◆ Text provided ◆
----
Career highlights and awards
- 4× Gold Glove Award (2015, 2016, 2019, 2023);

= Kevin Kiermaier =

American baseball player (born 1990)

Kevin James Kiermaier (/ˈkɪərmaɪ.ər/; born April 22, 1990) is an American former professional baseball outfielder. He played in Major League Baseball (MLB) from 2013 to 2024 for the Tampa Bay Rays, Toronto Blue Jays, and Los Angeles Dodgers. Known for his strong defense, Kiermaier won the Gold Glove Award for center fielders in 2015, 2016, 2019 and 2023, and the Platinum Glove Award in 2015.

Kiermaier was part of amateur championship teams at both the high school and college levels. His high school won a state championship in Indiana, and his team earned a National Junior College Athletic Association (NJCAA) national championship at Parkland College, where he was twice named an NJCAA All-American. Kiermaier made his MLB debut on September 30, 2013 – also game 163 of the regular season, and a wild-card tiebreaker game. He played for the Rays through 2022, and concluded his career with stints on the Toronto Blue Jays and Los Angeles Dodgers.

==Playing career==
===Amateur career, draft, and minor leagues===
Kiermaier attended Bishop Luers High School in Fort Wayne, Indiana, and played for the school's baseball team. Bishop Luers won the state championship in Kiermaier's senior year. After being recruited by college programs for their football teams and almost committing to attend Purdue University, Kiermaier opted to play college baseball and enrolled at Parkland College instead, where he competed in the National Junior College Athletic Association (NJCAA). As a freshman, Parkland won the NJCAA National Championship. Kiermaier was named a NJCAA All-American in his two years at Parkland.
----
◆ Data extract ◆

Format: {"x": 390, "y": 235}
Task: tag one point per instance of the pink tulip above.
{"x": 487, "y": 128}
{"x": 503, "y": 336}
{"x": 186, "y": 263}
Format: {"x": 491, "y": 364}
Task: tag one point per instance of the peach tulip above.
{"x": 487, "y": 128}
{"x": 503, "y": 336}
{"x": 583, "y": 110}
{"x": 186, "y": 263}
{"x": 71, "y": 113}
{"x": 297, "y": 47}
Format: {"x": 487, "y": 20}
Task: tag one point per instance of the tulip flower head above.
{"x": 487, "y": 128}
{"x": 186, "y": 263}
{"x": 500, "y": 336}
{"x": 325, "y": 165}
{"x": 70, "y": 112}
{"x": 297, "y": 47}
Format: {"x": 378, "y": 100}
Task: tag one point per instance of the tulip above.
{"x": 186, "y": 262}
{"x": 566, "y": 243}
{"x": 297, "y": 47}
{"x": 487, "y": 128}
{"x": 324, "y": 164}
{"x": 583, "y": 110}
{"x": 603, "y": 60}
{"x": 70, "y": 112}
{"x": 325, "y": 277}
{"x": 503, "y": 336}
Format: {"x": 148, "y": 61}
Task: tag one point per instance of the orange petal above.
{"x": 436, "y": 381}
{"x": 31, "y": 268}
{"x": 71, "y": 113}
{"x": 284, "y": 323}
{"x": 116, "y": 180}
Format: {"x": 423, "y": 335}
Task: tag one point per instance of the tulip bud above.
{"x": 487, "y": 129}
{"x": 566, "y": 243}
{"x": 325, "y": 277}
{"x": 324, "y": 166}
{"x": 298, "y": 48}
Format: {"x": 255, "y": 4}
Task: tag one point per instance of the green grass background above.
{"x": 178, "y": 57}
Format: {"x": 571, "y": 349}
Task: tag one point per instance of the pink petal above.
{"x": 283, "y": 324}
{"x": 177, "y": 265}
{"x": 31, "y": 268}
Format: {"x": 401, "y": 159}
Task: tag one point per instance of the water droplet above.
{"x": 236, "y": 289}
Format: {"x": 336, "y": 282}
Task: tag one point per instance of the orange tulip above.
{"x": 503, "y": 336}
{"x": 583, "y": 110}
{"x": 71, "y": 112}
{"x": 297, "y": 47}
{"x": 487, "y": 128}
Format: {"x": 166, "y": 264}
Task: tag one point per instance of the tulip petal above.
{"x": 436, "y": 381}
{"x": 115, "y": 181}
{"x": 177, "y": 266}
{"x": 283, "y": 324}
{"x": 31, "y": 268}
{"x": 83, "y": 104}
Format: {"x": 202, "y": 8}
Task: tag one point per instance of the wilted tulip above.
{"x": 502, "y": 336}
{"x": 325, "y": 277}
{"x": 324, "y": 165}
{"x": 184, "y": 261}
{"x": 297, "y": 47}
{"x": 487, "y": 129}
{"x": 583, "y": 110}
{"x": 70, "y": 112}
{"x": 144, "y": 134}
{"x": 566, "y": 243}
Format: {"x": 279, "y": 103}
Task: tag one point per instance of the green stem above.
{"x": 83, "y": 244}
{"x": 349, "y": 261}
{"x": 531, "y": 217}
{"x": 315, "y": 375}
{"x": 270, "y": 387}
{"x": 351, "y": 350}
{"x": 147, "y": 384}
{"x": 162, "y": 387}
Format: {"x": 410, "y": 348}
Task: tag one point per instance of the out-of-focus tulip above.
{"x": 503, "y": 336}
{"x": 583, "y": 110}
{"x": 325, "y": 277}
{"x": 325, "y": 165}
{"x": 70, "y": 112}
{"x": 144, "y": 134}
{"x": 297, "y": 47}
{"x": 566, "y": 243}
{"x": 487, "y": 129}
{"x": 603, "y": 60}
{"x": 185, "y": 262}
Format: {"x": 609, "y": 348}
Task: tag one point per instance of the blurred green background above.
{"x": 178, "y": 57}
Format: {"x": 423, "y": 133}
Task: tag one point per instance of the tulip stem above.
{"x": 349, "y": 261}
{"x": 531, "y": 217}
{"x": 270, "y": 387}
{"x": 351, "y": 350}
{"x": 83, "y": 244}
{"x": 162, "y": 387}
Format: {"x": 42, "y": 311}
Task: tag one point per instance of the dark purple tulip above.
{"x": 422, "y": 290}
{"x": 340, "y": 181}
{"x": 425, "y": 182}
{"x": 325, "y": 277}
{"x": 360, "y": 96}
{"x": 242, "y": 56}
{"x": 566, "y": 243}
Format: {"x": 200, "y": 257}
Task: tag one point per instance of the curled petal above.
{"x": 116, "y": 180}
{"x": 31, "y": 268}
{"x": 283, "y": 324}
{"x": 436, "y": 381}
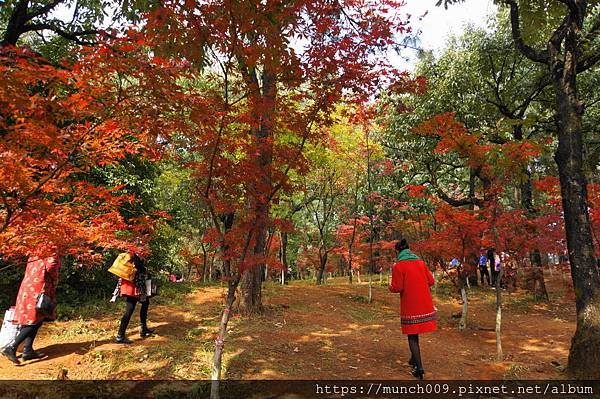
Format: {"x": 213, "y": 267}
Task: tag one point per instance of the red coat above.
{"x": 412, "y": 279}
{"x": 129, "y": 289}
{"x": 40, "y": 275}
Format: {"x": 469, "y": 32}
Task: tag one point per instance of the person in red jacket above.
{"x": 411, "y": 279}
{"x": 41, "y": 276}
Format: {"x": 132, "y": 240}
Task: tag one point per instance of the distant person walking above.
{"x": 31, "y": 310}
{"x": 134, "y": 292}
{"x": 411, "y": 279}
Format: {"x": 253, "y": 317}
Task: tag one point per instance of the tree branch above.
{"x": 527, "y": 51}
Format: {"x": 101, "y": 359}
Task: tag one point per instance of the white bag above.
{"x": 9, "y": 329}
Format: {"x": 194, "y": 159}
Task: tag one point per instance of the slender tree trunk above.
{"x": 284, "y": 242}
{"x": 264, "y": 109}
{"x": 499, "y": 353}
{"x": 322, "y": 265}
{"x": 584, "y": 355}
{"x": 463, "y": 317}
{"x": 370, "y": 297}
{"x": 220, "y": 342}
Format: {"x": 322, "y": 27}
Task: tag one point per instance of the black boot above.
{"x": 418, "y": 373}
{"x": 32, "y": 355}
{"x": 147, "y": 332}
{"x": 10, "y": 352}
{"x": 121, "y": 339}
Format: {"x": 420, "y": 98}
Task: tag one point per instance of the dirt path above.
{"x": 311, "y": 332}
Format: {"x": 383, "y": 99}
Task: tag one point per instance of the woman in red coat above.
{"x": 41, "y": 276}
{"x": 412, "y": 279}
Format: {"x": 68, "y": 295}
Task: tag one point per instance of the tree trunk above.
{"x": 499, "y": 353}
{"x": 584, "y": 355}
{"x": 321, "y": 272}
{"x": 463, "y": 318}
{"x": 534, "y": 278}
{"x": 284, "y": 241}
{"x": 220, "y": 342}
{"x": 251, "y": 291}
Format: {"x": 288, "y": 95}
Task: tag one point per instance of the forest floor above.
{"x": 313, "y": 332}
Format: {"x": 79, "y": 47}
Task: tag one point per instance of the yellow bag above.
{"x": 123, "y": 267}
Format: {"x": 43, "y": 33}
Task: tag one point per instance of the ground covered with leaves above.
{"x": 311, "y": 332}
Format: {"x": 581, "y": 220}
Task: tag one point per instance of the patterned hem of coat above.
----
◆ Exercise set ◆
(A) In the Kevin Kiermaier text, transcribe the part that opens with the words containing "Kiermaier was part" and closes with "Jays and Los Angeles Dodgers.".
(B) Answer these from the Kevin Kiermaier text:
(i) In what year did he win the Platinum Glove Award?
(ii) On what date did he make his MLB debut?
(iii) Which high school did he attend?
(C) From the Kevin Kiermaier text, list every year in which he won the Gold Glove Award.

◆ Answers given ◆
(A)
Kiermaier was part of amateur championship teams at both the high school and college levels. His high school won a state championship in Indiana, and his team earned a National Junior College Athletic Association (NJCAA) national championship at Parkland College, where he was twice named an NJCAA All-American. Kiermaier made his MLB debut on September 30, 2013 – also game 163 of the regular season, and a wild-card tiebreaker game. He played for the Rays through 2022, and concluded his career with stints on the Toronto Blue Jays and Los Angeles Dodgers.

(B)
(i) 2015
(ii) September 30, 2013
(iii) Bishop Luers High School in Fort Wayne, Indiana

(C) 2015, 2016, 2019, 2023